*Polygon outlines for photos:*
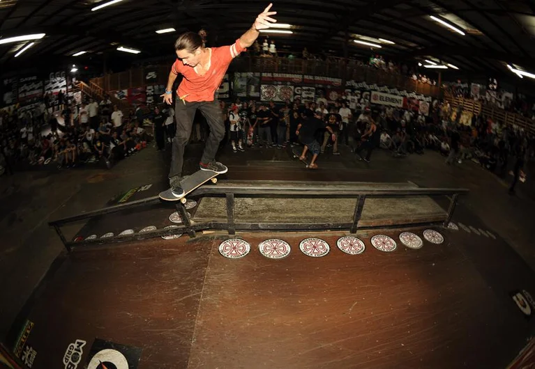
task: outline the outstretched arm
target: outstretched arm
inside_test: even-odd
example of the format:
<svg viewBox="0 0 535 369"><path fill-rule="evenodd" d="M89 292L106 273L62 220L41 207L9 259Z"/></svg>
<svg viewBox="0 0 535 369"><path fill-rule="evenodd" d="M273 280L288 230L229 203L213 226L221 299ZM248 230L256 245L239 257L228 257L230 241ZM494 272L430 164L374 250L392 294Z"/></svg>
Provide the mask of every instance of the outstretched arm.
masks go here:
<svg viewBox="0 0 535 369"><path fill-rule="evenodd" d="M276 19L270 17L277 14L277 12L269 11L271 6L273 6L272 3L268 5L264 11L258 15L253 26L240 38L240 45L242 47L247 48L251 46L256 39L258 38L258 36L260 34L259 30L267 29L271 26L273 23L277 22Z"/></svg>

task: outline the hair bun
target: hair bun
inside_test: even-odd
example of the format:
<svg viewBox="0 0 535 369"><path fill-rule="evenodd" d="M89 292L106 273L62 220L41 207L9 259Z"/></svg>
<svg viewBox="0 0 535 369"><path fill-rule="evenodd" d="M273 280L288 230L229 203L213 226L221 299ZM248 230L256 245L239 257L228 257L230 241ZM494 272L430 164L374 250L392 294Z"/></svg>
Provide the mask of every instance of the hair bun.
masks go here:
<svg viewBox="0 0 535 369"><path fill-rule="evenodd" d="M206 42L206 36L208 36L208 33L204 29L201 29L199 31L199 36L201 36L201 38L202 38L202 42Z"/></svg>

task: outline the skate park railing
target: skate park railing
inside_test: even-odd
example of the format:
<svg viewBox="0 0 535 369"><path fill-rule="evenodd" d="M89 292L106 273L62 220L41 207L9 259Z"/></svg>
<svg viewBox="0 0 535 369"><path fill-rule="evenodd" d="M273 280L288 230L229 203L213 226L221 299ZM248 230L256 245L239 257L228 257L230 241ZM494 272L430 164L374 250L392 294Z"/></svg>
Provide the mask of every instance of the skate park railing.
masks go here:
<svg viewBox="0 0 535 369"><path fill-rule="evenodd" d="M158 196L149 197L131 203L105 207L92 212L80 214L73 217L55 220L49 223L53 227L61 242L68 251L74 246L99 245L110 243L126 242L153 238L160 236L170 236L188 233L190 237L195 237L195 233L201 230L227 230L229 235L235 235L240 231L307 231L307 230L349 230L352 234L356 233L357 230L368 230L378 228L400 228L416 226L447 226L457 205L459 195L467 194L469 190L461 188L363 188L355 186L351 187L351 182L316 182L309 185L309 182L303 182L306 186L295 184L264 184L248 185L236 187L224 184L216 186L204 185L199 187L188 197L209 197L217 196L225 198L226 221L204 221L202 223L192 222L189 219L186 207L180 202L176 201L176 210L183 219L183 224L172 229L158 229L152 232L137 233L132 235L115 236L106 239L97 239L81 242L67 241L61 231L61 227L71 223L80 222L102 217L124 210L131 210L136 207L160 203L162 201ZM337 184L343 183L342 187ZM444 219L437 221L437 219L429 221L407 221L395 225L378 224L373 226L361 226L359 222L362 216L364 203L367 198L404 198L418 196L451 196L447 212L444 213ZM269 222L236 222L235 218L235 198L242 197L259 198L347 198L355 201L354 211L350 222L326 222L326 223L269 223Z"/></svg>

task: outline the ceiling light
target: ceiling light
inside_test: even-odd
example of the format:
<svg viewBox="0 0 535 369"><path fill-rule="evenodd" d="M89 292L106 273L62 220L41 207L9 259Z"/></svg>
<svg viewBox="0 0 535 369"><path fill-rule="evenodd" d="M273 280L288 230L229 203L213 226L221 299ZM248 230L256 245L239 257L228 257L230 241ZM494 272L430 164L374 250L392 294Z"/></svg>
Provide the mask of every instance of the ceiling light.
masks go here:
<svg viewBox="0 0 535 369"><path fill-rule="evenodd" d="M384 38L379 38L379 41L382 41L382 42L384 42L385 44L389 44L389 45L395 45L395 42L392 42L392 41L390 41L390 40L385 40Z"/></svg>
<svg viewBox="0 0 535 369"><path fill-rule="evenodd" d="M18 56L19 55L20 55L21 54L24 52L26 50L27 50L28 49L29 49L30 47L33 46L34 43L35 42L30 42L28 45L27 45L26 46L24 46L24 48L22 48L20 51L19 51L19 52L17 52L17 54L15 54L15 57L16 58L17 56Z"/></svg>
<svg viewBox="0 0 535 369"><path fill-rule="evenodd" d="M120 46L117 47L117 50L119 50L119 52L129 52L131 54L140 54L141 52L140 50L136 50L135 49L130 49L128 47L125 47L123 46Z"/></svg>
<svg viewBox="0 0 535 369"><path fill-rule="evenodd" d="M283 31L282 29L261 29L260 32L264 33L293 33L291 31Z"/></svg>
<svg viewBox="0 0 535 369"><path fill-rule="evenodd" d="M40 40L45 37L45 33L36 33L33 35L24 35L22 36L9 37L8 38L0 38L0 45L9 42L17 42L18 41L28 41L29 40Z"/></svg>
<svg viewBox="0 0 535 369"><path fill-rule="evenodd" d="M110 5L113 5L114 3L119 3L119 1L122 1L123 0L112 0L111 1L108 1L106 3L103 3L102 5L97 6L94 7L93 9L91 9L92 12L94 12L95 10L98 10L98 9L102 9L103 8L105 8L106 6L109 6Z"/></svg>
<svg viewBox="0 0 535 369"><path fill-rule="evenodd" d="M174 32L176 31L174 28L166 28L165 29L158 29L156 31L156 33L167 33L168 32Z"/></svg>
<svg viewBox="0 0 535 369"><path fill-rule="evenodd" d="M507 65L507 68L508 68L511 70L511 72L513 72L513 73L515 73L518 77L525 76L525 77L528 77L529 78L535 79L535 74L534 74L533 73L529 73L528 72L526 72L525 70L520 70L520 69L513 68L508 64Z"/></svg>
<svg viewBox="0 0 535 369"><path fill-rule="evenodd" d="M448 27L449 29L453 29L453 31L455 31L455 32L457 32L458 33L460 33L460 34L462 35L463 36L464 36L466 34L466 33L464 33L462 31L461 31L460 29L458 29L457 27L455 27L455 26L452 26L451 24L449 24L449 23L448 23L447 22L445 22L445 21L444 21L444 20L441 19L440 18L437 18L437 17L435 17L435 15L430 15L429 17L430 17L432 19L433 19L434 21L435 21L435 22L439 22L439 23L440 23L441 24L444 24L444 26L446 26L446 27Z"/></svg>
<svg viewBox="0 0 535 369"><path fill-rule="evenodd" d="M378 49L380 49L381 47L382 47L380 45L372 44L372 42L366 42L366 41L361 41L360 40L353 40L353 42L356 42L357 44L366 45L367 46L371 46L372 47L377 47Z"/></svg>
<svg viewBox="0 0 535 369"><path fill-rule="evenodd" d="M446 65L423 65L426 68L430 69L448 69Z"/></svg>
<svg viewBox="0 0 535 369"><path fill-rule="evenodd" d="M273 23L270 26L271 28L285 28L290 29L293 27L292 24L287 24L286 23Z"/></svg>

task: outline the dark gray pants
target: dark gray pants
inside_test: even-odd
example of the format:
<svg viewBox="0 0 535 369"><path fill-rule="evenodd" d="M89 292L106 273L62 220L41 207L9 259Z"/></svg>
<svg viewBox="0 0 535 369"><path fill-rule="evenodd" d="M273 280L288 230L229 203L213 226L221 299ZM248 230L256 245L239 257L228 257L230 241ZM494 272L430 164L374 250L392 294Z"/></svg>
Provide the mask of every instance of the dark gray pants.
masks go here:
<svg viewBox="0 0 535 369"><path fill-rule="evenodd" d="M219 148L219 143L225 136L225 123L219 102L206 101L200 102L183 102L176 99L174 104L174 114L176 123L176 133L173 139L172 157L171 171L169 178L180 177L182 175L182 166L184 164L184 149L191 135L193 127L193 118L197 109L200 110L210 127L210 134L206 139L204 152L201 162L209 163L216 158L216 153Z"/></svg>

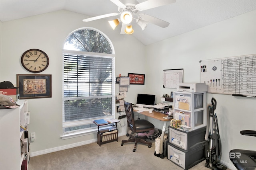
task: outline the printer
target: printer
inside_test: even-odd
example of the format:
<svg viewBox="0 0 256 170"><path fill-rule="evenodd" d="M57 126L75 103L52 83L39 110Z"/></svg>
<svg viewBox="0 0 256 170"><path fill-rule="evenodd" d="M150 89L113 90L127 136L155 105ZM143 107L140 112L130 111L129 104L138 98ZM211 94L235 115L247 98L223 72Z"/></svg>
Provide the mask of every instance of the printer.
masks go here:
<svg viewBox="0 0 256 170"><path fill-rule="evenodd" d="M184 92L203 92L208 91L208 86L205 83L178 83L177 91Z"/></svg>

*Exercise requirements:* Starting with the line that contains "task: outline the ceiling light" and going on through the line that contains "56L19 55L20 55L21", write out those lines again, switching "ceiling light" to "overhead lamp" and leaving everything else as it is.

*Result of the exercise:*
task: outline the overhead lamp
target: overhead lamp
inside_test: even-odd
example of the format:
<svg viewBox="0 0 535 369"><path fill-rule="evenodd" d="M89 292L106 273L62 220L41 207L9 259Z"/></svg>
<svg viewBox="0 0 535 369"><path fill-rule="evenodd" d="M273 280L288 230L229 203L213 226L221 299ZM248 230L256 245L239 257L228 257L230 241ZM494 272L430 164L374 250L392 294Z"/></svg>
Provide the mask of every instance of the overhead lamp.
masks go here:
<svg viewBox="0 0 535 369"><path fill-rule="evenodd" d="M384 38L379 38L379 41L382 41L382 42L384 42L385 44L389 44L389 45L395 45L395 42L392 42L392 41L390 41L390 40L385 40Z"/></svg>
<svg viewBox="0 0 535 369"><path fill-rule="evenodd" d="M18 56L19 55L20 55L21 54L24 52L26 50L27 50L28 49L29 49L30 47L33 46L34 43L35 42L30 42L28 45L27 45L26 46L24 46L24 48L22 48L20 51L19 51L19 52L17 52L17 54L15 54L15 57L16 58L17 56Z"/></svg>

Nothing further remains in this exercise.